## [Segmentation data]
/---
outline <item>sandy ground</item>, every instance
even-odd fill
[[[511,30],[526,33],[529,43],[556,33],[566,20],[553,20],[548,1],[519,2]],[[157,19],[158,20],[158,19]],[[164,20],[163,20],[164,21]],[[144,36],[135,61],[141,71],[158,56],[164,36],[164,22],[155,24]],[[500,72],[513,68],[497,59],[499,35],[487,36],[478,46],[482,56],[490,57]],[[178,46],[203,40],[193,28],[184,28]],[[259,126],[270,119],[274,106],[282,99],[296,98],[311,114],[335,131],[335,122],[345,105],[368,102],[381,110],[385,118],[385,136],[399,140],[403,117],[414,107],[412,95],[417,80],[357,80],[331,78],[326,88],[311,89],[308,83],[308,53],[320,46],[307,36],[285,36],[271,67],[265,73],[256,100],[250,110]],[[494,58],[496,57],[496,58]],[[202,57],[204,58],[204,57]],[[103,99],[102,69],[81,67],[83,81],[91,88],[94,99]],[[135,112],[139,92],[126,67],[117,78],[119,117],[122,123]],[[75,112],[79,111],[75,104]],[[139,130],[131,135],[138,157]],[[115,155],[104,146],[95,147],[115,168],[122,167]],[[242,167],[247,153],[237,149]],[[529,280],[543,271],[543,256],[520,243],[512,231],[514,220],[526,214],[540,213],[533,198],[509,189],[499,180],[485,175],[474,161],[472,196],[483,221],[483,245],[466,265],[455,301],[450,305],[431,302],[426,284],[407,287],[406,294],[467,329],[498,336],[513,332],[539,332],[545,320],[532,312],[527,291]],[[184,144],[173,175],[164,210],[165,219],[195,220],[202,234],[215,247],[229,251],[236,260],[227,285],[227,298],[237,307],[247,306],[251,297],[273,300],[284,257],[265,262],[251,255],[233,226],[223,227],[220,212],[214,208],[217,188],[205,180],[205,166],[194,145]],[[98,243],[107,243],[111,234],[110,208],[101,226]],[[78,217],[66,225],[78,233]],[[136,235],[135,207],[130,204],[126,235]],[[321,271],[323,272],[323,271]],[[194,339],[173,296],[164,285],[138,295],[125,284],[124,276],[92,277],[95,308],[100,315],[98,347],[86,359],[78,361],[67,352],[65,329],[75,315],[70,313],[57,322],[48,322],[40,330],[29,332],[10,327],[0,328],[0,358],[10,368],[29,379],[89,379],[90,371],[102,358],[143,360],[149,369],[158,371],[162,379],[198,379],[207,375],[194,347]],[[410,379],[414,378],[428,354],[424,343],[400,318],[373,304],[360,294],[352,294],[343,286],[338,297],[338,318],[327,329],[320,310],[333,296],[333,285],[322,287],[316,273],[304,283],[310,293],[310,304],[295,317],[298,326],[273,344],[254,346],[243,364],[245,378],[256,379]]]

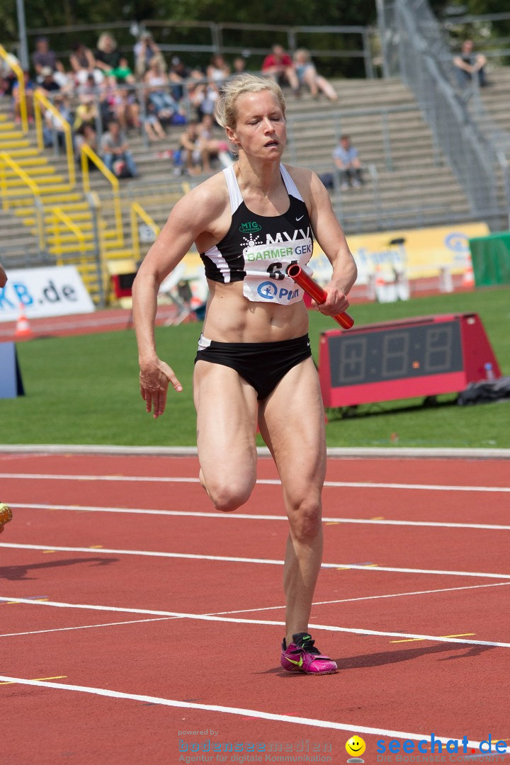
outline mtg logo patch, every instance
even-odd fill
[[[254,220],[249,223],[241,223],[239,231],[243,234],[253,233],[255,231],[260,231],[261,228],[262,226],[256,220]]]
\---
Rewrite all the records above, replacing "every instance" with "all instances" and leaving everything else unchanged. Omit the pictures from your answer.

## [Exercise result]
outline <item>sandy ground</item>, all instances
even-odd fill
[[[511,30],[526,33],[529,43],[556,33],[566,20],[553,20],[548,1],[519,2]],[[157,19],[158,20],[158,19]],[[164,20],[163,20],[164,21]],[[144,36],[135,61],[141,71],[158,56],[164,36],[164,22],[155,24]],[[500,72],[513,68],[497,59],[499,35],[487,36],[478,46],[482,56],[490,57]],[[178,46],[203,40],[193,28],[184,28]],[[259,126],[270,119],[274,106],[282,99],[296,98],[311,114],[335,131],[335,122],[345,105],[368,102],[381,110],[385,118],[385,136],[399,140],[403,117],[414,107],[412,95],[417,80],[357,80],[331,78],[326,88],[311,89],[308,83],[308,53],[320,46],[307,36],[285,36],[271,67],[265,73],[256,100],[250,110]],[[494,58],[496,57],[496,58]],[[202,57],[204,58],[204,57]],[[103,99],[102,69],[81,67],[83,81],[91,88],[94,99]],[[135,112],[139,92],[126,67],[117,78],[119,117],[122,123]],[[75,112],[79,111],[75,104]],[[139,130],[131,135],[138,157]],[[115,155],[104,146],[95,147],[115,168],[122,167]],[[242,167],[247,153],[237,149]],[[529,280],[543,271],[543,256],[520,243],[512,231],[514,220],[526,214],[540,213],[533,198],[509,189],[499,180],[485,175],[474,161],[472,196],[483,221],[483,245],[466,265],[455,301],[450,305],[431,302],[426,284],[407,287],[406,294],[467,329],[498,336],[513,332],[539,332],[545,320],[532,312],[527,291]],[[184,144],[173,175],[164,210],[165,219],[195,220],[202,234],[215,247],[229,251],[236,260],[227,285],[227,298],[237,307],[247,306],[251,297],[273,300],[284,257],[265,262],[251,255],[233,226],[223,227],[220,212],[214,208],[217,188],[205,180],[205,166],[194,145]],[[98,243],[107,243],[111,234],[110,208],[101,226]],[[78,217],[66,225],[78,233]],[[136,235],[135,207],[130,204],[126,235]],[[321,271],[323,272],[323,271]],[[194,339],[173,296],[164,285],[138,295],[125,284],[124,276],[92,277],[95,308],[100,315],[98,347],[86,359],[78,361],[67,352],[65,329],[75,315],[70,313],[57,322],[48,322],[40,330],[29,332],[10,327],[0,328],[0,358],[10,368],[29,379],[89,379],[90,371],[102,358],[143,360],[149,369],[158,371],[162,379],[198,379],[207,375],[194,347]],[[410,379],[414,378],[428,354],[424,343],[400,318],[373,304],[360,294],[352,294],[343,286],[338,297],[338,318],[327,329],[320,310],[333,296],[333,285],[322,287],[316,273],[304,283],[310,293],[310,304],[295,317],[298,326],[273,344],[254,346],[243,364],[245,378],[256,379]]]

outline mtg logo patch, all instances
even-odd fill
[[[254,220],[249,223],[241,223],[239,231],[243,234],[253,233],[255,231],[260,231],[261,228],[262,226],[256,220]]]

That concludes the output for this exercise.